The line containing "Objective: one point per instance of the photographer" and every line after it, through the last one below: output exactly these and nothing else.

***** Data to process

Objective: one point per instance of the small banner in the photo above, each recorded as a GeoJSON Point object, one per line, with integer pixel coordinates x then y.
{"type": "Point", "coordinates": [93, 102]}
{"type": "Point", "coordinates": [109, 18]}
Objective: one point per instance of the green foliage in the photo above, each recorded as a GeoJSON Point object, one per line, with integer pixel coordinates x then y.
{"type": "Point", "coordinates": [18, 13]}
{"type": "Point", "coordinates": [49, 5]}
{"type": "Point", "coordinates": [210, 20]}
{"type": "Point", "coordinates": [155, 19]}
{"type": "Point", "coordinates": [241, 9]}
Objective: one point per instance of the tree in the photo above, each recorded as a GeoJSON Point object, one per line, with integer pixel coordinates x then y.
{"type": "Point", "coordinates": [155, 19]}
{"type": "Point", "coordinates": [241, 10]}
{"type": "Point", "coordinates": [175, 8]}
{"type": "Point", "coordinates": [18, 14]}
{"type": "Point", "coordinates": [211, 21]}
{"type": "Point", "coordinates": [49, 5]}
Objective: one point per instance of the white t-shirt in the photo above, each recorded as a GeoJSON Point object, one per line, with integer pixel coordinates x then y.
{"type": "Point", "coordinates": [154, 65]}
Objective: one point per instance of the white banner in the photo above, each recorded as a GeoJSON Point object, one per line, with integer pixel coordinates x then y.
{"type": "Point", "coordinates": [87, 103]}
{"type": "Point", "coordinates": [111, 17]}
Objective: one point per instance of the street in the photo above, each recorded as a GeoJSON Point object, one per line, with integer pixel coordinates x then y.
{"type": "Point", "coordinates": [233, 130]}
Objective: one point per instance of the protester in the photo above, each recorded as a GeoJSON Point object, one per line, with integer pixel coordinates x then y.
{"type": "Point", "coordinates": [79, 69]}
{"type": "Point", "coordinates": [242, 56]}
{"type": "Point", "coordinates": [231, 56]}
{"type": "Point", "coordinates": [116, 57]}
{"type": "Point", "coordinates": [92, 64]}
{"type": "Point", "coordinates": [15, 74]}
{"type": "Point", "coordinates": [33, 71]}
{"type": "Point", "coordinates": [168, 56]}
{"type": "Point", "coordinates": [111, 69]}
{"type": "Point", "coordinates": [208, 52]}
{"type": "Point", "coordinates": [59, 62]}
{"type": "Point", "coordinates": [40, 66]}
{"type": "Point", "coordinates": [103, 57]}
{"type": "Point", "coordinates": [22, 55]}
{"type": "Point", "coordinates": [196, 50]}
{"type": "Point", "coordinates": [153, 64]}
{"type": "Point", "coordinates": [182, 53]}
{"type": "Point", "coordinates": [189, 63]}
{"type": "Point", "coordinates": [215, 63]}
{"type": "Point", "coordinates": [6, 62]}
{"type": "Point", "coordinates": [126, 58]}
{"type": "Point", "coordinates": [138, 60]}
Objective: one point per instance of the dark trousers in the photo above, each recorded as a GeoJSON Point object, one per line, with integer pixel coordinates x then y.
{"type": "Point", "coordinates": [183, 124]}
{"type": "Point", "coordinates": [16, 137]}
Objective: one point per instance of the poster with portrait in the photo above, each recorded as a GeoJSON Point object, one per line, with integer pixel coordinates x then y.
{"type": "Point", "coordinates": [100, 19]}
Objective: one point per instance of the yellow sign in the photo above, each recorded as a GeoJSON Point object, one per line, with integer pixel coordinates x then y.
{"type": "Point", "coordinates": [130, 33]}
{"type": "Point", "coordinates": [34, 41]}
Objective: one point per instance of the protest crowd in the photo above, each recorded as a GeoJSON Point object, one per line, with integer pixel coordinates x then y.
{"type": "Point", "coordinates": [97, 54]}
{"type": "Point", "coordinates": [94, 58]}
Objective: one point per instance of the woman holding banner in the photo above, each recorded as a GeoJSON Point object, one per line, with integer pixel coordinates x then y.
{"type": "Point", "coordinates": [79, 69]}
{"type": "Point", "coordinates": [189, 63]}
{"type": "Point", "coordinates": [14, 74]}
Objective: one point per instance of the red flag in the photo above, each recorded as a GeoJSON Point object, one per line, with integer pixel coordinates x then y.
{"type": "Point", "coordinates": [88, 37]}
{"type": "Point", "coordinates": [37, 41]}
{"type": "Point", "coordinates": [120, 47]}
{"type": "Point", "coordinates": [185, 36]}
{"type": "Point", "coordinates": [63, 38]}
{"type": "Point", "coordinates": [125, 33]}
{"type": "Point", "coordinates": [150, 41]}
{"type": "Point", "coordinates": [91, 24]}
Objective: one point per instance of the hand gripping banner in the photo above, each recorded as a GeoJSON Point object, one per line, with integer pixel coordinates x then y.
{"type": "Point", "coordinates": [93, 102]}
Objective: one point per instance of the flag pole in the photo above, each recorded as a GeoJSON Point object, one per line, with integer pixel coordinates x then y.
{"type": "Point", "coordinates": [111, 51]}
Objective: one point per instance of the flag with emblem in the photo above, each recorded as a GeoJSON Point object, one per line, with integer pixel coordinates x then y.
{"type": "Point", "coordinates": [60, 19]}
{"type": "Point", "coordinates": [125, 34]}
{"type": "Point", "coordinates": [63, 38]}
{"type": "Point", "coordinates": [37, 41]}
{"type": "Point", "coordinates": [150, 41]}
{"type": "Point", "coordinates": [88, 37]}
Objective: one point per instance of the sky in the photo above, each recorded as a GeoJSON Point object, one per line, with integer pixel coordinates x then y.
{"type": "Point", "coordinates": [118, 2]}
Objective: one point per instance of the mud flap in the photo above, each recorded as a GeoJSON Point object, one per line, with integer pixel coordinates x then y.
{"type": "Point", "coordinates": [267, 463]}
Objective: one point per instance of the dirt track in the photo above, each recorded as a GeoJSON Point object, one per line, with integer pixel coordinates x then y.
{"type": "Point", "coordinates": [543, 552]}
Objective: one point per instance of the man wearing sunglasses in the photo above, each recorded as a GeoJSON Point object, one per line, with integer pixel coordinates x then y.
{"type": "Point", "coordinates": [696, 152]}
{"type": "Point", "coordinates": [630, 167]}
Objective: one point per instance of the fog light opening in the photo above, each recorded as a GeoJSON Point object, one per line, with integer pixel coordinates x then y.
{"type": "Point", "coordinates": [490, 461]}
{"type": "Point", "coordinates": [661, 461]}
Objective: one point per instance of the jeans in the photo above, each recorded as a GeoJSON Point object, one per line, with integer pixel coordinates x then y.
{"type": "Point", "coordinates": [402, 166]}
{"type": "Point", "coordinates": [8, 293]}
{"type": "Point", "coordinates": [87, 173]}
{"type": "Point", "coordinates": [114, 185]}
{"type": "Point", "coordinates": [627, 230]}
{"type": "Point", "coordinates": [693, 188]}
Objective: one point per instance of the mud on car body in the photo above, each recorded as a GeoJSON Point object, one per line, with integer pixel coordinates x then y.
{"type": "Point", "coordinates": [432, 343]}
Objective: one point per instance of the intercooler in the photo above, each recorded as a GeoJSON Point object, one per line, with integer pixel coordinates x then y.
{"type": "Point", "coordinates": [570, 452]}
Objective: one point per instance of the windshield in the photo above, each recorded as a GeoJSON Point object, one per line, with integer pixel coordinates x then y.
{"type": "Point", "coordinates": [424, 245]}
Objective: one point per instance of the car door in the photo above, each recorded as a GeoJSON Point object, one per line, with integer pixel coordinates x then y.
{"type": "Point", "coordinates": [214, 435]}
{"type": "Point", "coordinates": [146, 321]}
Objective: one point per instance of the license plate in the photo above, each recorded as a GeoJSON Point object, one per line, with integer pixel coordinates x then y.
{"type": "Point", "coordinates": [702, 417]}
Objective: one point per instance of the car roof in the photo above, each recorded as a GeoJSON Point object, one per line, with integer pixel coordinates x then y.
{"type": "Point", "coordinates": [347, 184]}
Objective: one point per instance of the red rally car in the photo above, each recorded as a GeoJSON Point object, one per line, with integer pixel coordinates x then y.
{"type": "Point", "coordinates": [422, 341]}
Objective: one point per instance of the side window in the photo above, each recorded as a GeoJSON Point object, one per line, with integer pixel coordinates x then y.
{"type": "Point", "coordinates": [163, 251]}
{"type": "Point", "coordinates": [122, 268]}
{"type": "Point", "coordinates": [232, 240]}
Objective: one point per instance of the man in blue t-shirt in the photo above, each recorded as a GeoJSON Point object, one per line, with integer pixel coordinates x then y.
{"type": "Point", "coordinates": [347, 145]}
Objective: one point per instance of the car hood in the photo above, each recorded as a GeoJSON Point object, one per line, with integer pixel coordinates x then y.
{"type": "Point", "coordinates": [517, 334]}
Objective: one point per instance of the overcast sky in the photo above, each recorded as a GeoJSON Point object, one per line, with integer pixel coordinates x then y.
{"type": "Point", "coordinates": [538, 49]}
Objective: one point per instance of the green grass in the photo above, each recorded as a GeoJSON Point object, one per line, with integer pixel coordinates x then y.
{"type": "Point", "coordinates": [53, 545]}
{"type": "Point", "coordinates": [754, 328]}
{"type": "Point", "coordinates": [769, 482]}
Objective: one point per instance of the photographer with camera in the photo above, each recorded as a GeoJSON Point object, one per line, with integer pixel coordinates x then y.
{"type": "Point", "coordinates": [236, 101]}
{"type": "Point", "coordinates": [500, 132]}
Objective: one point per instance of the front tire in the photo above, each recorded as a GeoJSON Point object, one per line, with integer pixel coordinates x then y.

**********

_Written solution_
Objective: one point per instance of the photographer with camera in the photo above, each recorded as a GeoJSON Point object, one per line, with integer pixel coordinates x then y.
{"type": "Point", "coordinates": [236, 101]}
{"type": "Point", "coordinates": [500, 132]}
Objective: one point per instance of the front tire in the photo above, each recorded as a GeoJSON Point object, one per line, with integer pixel coordinates x then y.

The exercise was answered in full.